▶ [EXERCISE DIRECTIONS]:
When the line with "Target: person in dark coat" appears below, start repeating lines exactly, and keep going through the line with "Example: <point>304,53</point>"; add nothing outside that span.
BEGIN EXCERPTED DATA
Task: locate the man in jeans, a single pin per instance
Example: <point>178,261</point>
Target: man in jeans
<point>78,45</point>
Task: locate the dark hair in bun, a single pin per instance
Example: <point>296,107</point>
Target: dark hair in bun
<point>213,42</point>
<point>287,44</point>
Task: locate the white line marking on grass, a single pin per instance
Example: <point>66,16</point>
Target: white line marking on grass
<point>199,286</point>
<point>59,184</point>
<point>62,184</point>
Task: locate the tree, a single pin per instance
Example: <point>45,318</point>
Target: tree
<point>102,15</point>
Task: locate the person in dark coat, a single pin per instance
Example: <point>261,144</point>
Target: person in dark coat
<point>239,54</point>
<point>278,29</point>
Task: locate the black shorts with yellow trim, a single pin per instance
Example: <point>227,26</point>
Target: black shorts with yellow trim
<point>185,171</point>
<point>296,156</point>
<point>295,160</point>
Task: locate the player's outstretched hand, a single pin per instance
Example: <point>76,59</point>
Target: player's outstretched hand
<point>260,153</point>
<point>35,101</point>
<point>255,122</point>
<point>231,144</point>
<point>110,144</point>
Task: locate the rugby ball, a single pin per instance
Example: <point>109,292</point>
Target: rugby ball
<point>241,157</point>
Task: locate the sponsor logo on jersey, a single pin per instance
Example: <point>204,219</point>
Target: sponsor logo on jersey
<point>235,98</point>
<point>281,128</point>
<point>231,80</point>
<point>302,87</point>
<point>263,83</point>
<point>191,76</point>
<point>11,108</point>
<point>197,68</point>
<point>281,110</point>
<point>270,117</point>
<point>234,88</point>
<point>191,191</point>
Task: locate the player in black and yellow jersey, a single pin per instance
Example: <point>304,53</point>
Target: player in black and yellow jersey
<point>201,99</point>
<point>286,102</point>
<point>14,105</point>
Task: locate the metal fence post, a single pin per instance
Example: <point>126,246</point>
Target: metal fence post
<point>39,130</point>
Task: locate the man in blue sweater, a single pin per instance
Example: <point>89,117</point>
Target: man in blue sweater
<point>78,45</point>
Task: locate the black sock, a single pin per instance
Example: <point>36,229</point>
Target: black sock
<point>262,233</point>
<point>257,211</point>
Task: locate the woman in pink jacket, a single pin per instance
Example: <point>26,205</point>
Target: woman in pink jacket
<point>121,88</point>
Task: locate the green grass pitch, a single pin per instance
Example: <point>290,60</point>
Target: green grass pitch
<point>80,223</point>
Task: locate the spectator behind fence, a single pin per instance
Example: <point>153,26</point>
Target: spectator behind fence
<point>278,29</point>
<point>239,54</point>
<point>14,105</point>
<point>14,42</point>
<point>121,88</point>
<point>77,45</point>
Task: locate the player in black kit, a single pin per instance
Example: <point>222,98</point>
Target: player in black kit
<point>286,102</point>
END EXCERPTED DATA
▶ [SOLUTION TO THE PROBLEM]:
Target: person in dark coat
<point>239,54</point>
<point>278,29</point>
Task: locate the black shorts with yellow trim, a single pin per instance
Example: <point>227,26</point>
Target: black shorts with yellow trim
<point>185,171</point>
<point>296,156</point>
<point>295,160</point>
Task: locate the player's outstretched hand, a single pin per instance
Example: <point>76,59</point>
Target: player's outstretched hand
<point>260,153</point>
<point>35,101</point>
<point>255,122</point>
<point>231,144</point>
<point>110,144</point>
Task: locate the rugby ball, a single pin per instance
Example: <point>109,292</point>
Target: rugby ball
<point>241,157</point>
Task: locate the sponsor logo on jersey, a single pin per instance
Example: <point>204,219</point>
Target: sponsor logo on jersey
<point>235,98</point>
<point>281,128</point>
<point>231,80</point>
<point>302,87</point>
<point>263,83</point>
<point>191,76</point>
<point>11,108</point>
<point>197,68</point>
<point>281,110</point>
<point>270,117</point>
<point>234,88</point>
<point>191,191</point>
Task: locate the player in black and yellow jersey, a single pin per instance
Example: <point>304,53</point>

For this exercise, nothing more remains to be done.